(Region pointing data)
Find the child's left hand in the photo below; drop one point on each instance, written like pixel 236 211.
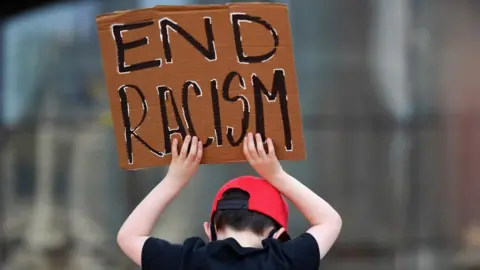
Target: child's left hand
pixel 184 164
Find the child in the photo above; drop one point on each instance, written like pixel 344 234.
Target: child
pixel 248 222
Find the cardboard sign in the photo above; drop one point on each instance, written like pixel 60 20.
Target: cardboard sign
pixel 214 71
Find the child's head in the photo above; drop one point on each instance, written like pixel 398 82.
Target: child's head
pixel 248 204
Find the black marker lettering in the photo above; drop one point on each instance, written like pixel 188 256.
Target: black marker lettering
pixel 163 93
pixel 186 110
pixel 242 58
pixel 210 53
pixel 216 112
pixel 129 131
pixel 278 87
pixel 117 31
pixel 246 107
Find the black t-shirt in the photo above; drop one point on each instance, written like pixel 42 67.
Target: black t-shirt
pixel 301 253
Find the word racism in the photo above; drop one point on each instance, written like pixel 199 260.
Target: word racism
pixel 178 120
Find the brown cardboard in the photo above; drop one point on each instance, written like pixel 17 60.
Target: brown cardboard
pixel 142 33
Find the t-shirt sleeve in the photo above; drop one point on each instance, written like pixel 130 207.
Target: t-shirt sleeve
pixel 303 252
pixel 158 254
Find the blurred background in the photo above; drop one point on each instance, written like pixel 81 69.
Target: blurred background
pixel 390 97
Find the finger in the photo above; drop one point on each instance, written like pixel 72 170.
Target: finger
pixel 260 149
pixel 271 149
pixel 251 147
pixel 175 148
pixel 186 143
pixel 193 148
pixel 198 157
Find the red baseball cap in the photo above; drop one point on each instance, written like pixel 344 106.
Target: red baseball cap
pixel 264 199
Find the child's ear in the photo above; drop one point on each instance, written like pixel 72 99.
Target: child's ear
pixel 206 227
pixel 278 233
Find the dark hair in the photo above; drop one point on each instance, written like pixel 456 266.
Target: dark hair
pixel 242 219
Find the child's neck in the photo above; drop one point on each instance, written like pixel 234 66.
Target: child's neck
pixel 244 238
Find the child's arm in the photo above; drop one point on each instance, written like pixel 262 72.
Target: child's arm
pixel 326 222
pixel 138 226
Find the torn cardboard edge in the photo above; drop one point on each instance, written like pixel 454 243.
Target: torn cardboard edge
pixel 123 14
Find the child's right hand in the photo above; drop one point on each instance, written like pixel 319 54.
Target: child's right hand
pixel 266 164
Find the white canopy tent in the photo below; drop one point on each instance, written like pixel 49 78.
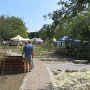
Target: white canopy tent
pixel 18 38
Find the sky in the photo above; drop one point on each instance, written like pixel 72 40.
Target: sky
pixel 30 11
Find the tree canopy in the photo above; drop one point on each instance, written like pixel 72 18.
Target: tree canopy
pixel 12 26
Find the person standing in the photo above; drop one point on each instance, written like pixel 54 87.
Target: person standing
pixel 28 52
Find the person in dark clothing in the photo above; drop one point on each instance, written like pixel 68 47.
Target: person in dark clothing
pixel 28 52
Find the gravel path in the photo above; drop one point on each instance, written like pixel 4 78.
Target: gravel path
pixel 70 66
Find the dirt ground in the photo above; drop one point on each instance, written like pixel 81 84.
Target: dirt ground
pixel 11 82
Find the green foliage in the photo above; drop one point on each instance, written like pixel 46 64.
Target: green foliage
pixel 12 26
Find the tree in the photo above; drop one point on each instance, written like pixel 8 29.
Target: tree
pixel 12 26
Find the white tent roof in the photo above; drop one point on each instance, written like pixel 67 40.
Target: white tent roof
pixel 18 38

■ **EXERCISE AIM**: Lines holding the word "below" in the entries above are the ones to pull out. Copy them all.

■ **REPLY**:
Find the child's left hand in the photo below; drop one point on each instance, written like pixel 236 211.
Find the white canopy tent in the photo below; drop one point on each instance, written like pixel 49 78.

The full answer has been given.